_What is required:_ Please give back, word for word, only the lines starting at the one containing "Expected: one point per instance of the ceiling" and ending at the one containing "Expected: one point per instance of the open" within the material below.

_Dataset:_
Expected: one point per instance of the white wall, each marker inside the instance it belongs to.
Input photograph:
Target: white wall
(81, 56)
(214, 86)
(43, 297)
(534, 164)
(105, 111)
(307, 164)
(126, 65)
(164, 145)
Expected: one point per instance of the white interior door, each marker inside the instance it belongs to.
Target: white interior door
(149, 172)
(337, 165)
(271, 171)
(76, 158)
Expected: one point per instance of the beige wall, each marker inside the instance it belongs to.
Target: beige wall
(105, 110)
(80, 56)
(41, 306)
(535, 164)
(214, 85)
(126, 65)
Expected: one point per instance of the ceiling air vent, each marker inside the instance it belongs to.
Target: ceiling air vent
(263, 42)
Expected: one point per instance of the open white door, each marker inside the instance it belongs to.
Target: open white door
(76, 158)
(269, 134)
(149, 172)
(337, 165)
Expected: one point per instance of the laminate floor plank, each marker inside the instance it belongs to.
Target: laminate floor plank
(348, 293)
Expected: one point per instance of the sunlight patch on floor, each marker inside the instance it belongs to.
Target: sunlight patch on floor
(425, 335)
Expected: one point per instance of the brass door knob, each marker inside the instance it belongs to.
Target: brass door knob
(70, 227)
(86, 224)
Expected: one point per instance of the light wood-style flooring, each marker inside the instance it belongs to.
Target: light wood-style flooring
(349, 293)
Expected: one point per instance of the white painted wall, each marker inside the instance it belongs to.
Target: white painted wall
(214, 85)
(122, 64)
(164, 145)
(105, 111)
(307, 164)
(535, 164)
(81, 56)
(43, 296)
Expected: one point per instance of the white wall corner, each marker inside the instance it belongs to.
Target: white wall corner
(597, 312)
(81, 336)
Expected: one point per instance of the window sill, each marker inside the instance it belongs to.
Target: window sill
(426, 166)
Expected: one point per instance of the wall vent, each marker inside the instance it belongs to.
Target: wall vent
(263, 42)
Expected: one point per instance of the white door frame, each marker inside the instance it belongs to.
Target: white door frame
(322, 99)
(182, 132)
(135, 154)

_Answer box:_
Expected: one point per instance of the ceiling air vent, each marker inside the instance it belongs to.
Target: ceiling air vent
(263, 42)
Expected: one point per instance of the open white door, each marker inside the instance it belongs to.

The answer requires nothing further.